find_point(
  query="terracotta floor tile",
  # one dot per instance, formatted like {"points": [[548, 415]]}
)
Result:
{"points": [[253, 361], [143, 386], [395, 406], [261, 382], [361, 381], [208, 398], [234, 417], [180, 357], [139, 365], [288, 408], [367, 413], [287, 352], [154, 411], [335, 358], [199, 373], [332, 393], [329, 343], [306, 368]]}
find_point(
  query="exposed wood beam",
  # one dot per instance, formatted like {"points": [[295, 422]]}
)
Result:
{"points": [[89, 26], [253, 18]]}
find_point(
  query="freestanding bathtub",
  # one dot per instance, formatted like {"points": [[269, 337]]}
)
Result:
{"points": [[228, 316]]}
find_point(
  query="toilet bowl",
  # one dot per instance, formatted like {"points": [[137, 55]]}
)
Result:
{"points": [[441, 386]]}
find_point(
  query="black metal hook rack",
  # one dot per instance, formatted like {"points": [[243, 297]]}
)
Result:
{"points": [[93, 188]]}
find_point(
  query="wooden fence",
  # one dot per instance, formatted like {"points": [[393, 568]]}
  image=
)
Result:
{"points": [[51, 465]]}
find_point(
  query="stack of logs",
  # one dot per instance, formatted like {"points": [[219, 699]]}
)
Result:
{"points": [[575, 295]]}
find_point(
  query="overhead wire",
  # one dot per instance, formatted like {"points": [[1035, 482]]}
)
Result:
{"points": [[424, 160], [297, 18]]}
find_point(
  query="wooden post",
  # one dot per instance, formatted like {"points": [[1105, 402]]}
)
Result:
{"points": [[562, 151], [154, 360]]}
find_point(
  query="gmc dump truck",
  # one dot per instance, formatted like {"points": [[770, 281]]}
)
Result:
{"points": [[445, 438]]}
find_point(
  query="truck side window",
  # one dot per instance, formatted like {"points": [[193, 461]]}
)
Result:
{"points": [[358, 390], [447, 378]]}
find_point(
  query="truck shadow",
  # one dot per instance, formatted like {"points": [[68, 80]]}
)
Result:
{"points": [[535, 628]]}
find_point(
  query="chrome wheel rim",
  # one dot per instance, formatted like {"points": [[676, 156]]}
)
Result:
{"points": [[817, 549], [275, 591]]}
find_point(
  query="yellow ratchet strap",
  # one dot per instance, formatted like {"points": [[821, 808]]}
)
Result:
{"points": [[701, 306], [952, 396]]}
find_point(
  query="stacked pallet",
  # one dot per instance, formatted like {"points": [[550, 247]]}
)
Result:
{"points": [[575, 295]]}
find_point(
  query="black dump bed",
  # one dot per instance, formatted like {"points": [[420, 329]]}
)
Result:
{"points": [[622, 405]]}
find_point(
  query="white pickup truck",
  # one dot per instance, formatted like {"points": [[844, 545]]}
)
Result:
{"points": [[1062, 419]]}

* Task prompt: Faithfully reproduce all of the records, character for character.

* Full output:
find_point(
  query="terracotta floor tile",
  # one dot per instance, formatted like {"points": [[548, 415]]}
)
Result:
{"points": [[253, 361], [143, 386], [395, 406], [261, 382], [361, 381], [208, 398], [234, 417], [180, 357], [139, 365], [288, 408], [367, 413], [287, 352], [154, 411], [335, 358], [199, 373], [332, 393], [329, 343], [306, 368]]}
find_point(
  query="exposed wood beam",
  # one dot per instance, formatted like {"points": [[295, 422]]}
)
Result:
{"points": [[89, 26], [253, 18]]}
find_point(
  query="freestanding bathtub",
  # one dot per instance, formatted like {"points": [[269, 337]]}
)
Result:
{"points": [[228, 316]]}
find_point(
  query="toilet bowl",
  # one dot per instance, formatted like {"points": [[137, 55]]}
)
Result:
{"points": [[441, 386]]}
find_point(
  query="black metal hook rack",
  # one dot per instance, formatted like {"points": [[243, 297]]}
)
Result:
{"points": [[93, 188]]}
find_point(
  query="wooden fence",
  # one dot per instance, formatted like {"points": [[393, 568]]}
  image=
)
Result:
{"points": [[51, 465]]}
find_point(
  query="stack of logs",
  # one dot per instance, formatted like {"points": [[219, 699]]}
)
Result:
{"points": [[575, 295]]}
find_point(
  query="overhead wire",
  # one dot per instance, formatted like {"points": [[1035, 482]]}
)
Result:
{"points": [[424, 160], [297, 18]]}
find_point(
  query="wooden post",
  # one dot per instance, formatted like {"points": [[1105, 402]]}
)
Result:
{"points": [[562, 151], [154, 360]]}
find_point(
  query="gmc dump truck",
  # one dot per instance, formatted like {"points": [[770, 281]]}
)
Result:
{"points": [[445, 438]]}
find_point(
  query="truck side window",
  # one dot per instance, formatted like {"points": [[193, 461]]}
)
Result:
{"points": [[358, 390], [447, 378]]}
find_point(
  query="truck shadow",
  # one dot per instance, formatted like {"points": [[68, 80]]}
)
Result:
{"points": [[535, 628]]}
find_point(
  query="chrome wheel rim",
  # one dot per instance, formatted like {"points": [[676, 156]]}
)
Result:
{"points": [[817, 549], [275, 591]]}
find_point(
  query="yellow ratchet strap",
  # one dot per instance, formatted like {"points": [[821, 808]]}
)
Result:
{"points": [[701, 306], [952, 396]]}
find_point(
  query="stacked pallet",
  # one dot per instance, formatted like {"points": [[550, 247]]}
)
Result:
{"points": [[575, 295]]}
find_point(
  query="black dump bed",
  # one dot per instance, formatted like {"points": [[420, 329]]}
)
Result:
{"points": [[622, 405]]}
find_point(
  query="white pickup truck",
  # one dot per instance, formatted like {"points": [[844, 545]]}
)
Result:
{"points": [[1062, 419]]}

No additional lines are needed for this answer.